# To do
Restate every entry word for word.
◆ ◆ ◆ ◆
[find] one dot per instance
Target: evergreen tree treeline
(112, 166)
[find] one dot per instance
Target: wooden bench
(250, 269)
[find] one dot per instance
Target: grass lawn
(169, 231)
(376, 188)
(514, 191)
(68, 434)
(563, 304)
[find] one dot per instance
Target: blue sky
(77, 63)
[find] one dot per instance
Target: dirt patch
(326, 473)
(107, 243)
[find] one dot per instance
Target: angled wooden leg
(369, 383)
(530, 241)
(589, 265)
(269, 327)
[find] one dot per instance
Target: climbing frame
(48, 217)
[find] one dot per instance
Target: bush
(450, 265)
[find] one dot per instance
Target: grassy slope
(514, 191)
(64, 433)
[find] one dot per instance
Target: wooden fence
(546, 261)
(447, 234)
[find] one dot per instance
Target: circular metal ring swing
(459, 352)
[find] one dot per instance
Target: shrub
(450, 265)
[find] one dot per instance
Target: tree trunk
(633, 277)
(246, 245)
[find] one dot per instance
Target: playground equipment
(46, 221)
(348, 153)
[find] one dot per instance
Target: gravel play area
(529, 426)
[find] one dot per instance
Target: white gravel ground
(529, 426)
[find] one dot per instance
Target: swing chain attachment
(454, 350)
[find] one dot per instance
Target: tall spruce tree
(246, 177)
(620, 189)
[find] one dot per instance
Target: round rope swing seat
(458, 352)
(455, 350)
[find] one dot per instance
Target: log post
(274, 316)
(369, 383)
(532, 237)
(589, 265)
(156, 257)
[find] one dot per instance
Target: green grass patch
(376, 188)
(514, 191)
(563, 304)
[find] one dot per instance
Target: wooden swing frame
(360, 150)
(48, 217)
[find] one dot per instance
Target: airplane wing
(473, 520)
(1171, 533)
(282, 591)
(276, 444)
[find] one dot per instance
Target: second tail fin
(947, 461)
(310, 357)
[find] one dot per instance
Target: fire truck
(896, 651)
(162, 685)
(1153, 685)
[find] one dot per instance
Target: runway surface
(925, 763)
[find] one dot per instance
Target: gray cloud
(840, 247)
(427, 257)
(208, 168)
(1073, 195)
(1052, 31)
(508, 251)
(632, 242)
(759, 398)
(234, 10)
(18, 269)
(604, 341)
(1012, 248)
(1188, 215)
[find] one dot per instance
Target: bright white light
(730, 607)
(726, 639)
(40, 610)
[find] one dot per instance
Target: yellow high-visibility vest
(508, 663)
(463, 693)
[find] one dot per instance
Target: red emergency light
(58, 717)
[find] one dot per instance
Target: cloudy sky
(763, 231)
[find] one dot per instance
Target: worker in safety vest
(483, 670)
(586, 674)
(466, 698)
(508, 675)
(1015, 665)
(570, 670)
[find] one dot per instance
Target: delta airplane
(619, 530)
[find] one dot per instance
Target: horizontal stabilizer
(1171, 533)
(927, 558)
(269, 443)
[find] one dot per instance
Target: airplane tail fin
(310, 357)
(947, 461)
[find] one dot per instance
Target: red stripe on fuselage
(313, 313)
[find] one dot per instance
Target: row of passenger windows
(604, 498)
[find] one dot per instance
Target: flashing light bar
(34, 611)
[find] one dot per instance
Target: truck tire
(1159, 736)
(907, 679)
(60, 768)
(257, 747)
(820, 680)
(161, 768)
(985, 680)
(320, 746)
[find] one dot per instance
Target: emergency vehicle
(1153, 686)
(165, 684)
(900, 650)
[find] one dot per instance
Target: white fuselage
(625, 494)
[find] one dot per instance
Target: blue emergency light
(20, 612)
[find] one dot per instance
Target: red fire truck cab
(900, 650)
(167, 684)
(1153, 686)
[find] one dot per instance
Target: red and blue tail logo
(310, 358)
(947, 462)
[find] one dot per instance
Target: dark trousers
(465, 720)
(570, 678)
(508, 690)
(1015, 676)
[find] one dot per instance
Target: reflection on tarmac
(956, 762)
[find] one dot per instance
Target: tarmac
◆ ◆ ◆ ◆
# Problem solution
[find] one dot per instance
Target: evergreen tree treeline
(112, 166)
[find] one dot per instance
Target: wooden bench
(250, 269)
[find] one dot per instance
Target: grass lawn
(169, 231)
(376, 188)
(514, 191)
(68, 434)
(563, 304)
[find] one dot per instance
Target: blue sky
(77, 63)
[find] one dot per instance
Target: dirt patch
(326, 473)
(107, 243)
[find] one dot per instance
Target: angled wooden leg
(369, 383)
(530, 241)
(589, 265)
(269, 327)
[find] one dot per instance
Target: climbing frame
(48, 217)
[find] one dot per instance
Target: bush
(450, 265)
[find] one dot per instance
Target: grassy slope
(514, 191)
(64, 433)
[find] one dot per instance
Target: wooden fence
(546, 261)
(447, 234)
[find] one dot per instance
Target: circular metal ring swing
(459, 352)
[find] one dot per instance
Target: shrub
(450, 265)
[find] one dot per instance
Target: tree trunk
(633, 277)
(246, 245)
[find] one dot per instance
Target: playground equipment
(46, 221)
(348, 153)
[find] one dot per instance
Target: gravel play area
(529, 426)
[find] one dot per instance
Target: white gravel ground
(529, 426)
[find] one dot per instance
Target: swing chain attachment
(454, 350)
[find] one dot per instance
Target: tall spruce tree
(246, 177)
(620, 189)
[find] one dot per instance
Target: round rope swing seat
(458, 352)
(455, 350)
[find] one dot per instance
Target: log post
(274, 316)
(369, 383)
(532, 237)
(589, 265)
(156, 257)
[find] one dot per instance
Target: green grass patch
(376, 188)
(514, 191)
(563, 304)
[find] one dot per instance
Target: wooden swing frame
(360, 150)
(48, 217)
[find] one dot per instance
Target: airplane wing
(473, 520)
(1171, 533)
(282, 591)
(276, 444)
[find] one dot per instance
Target: second tail fin
(947, 461)
(310, 357)
[find] one dot per instance
Target: fire truck
(896, 651)
(162, 685)
(1153, 685)
[find] one dot per instance
Target: runway surface
(925, 763)
[find] one dot per instance
Target: gray cloud
(840, 247)
(427, 257)
(208, 168)
(1073, 195)
(1052, 31)
(508, 251)
(632, 242)
(759, 398)
(234, 10)
(18, 269)
(604, 341)
(1012, 248)
(1188, 215)
[find] one dot per instance
Target: bright white light
(730, 607)
(726, 639)
(40, 610)
[find] one dot per instance
Target: yellow high-visibility vest
(508, 663)
(463, 693)
[find] one dot per instance
Target: red emergency light
(58, 717)
[find] one dot per instance
Target: cloudy sky
(763, 231)
[find] one dot per instance
Target: worker in safety vest
(483, 670)
(586, 674)
(466, 698)
(508, 675)
(1015, 665)
(570, 670)
[find] one dot per instance
Target: delta airplane
(619, 530)
[find] one dot per instance
Target: horizontal stabilizer
(1171, 533)
(927, 558)
(269, 443)
[find] one dot per instance
Target: airplane tail fin
(310, 357)
(947, 461)
[find] one dot per instance
Target: red stripe on fuselage
(313, 313)
[find] one dot per instance
Target: row of passenger windows
(604, 498)
[find] one dot per instance
Target: flashing light bar
(34, 611)
[find] one dot per instance
Target: truck tire
(1159, 736)
(907, 679)
(60, 768)
(257, 747)
(820, 680)
(161, 768)
(985, 680)
(320, 746)
[find] one dot per instance
Target: emergency vehicle
(1153, 686)
(165, 684)
(900, 650)
[find] one dot per instance
Target: white fuselage
(625, 494)
[find] one dot per instance
Target: blue emergency light
(20, 612)
[find] one dot per instance
Target: red fire truck cab
(900, 650)
(167, 684)
(1153, 686)
[find] one dot per instance
Target: red and blue tail logo
(310, 358)
(947, 462)
[find] one dot per instance
Target: dark trousers
(465, 720)
(570, 678)
(508, 690)
(1015, 676)
[find] one dot per instance
Target: reflection on tarmac
(956, 762)
[find] one dot per instance
Target: tarmac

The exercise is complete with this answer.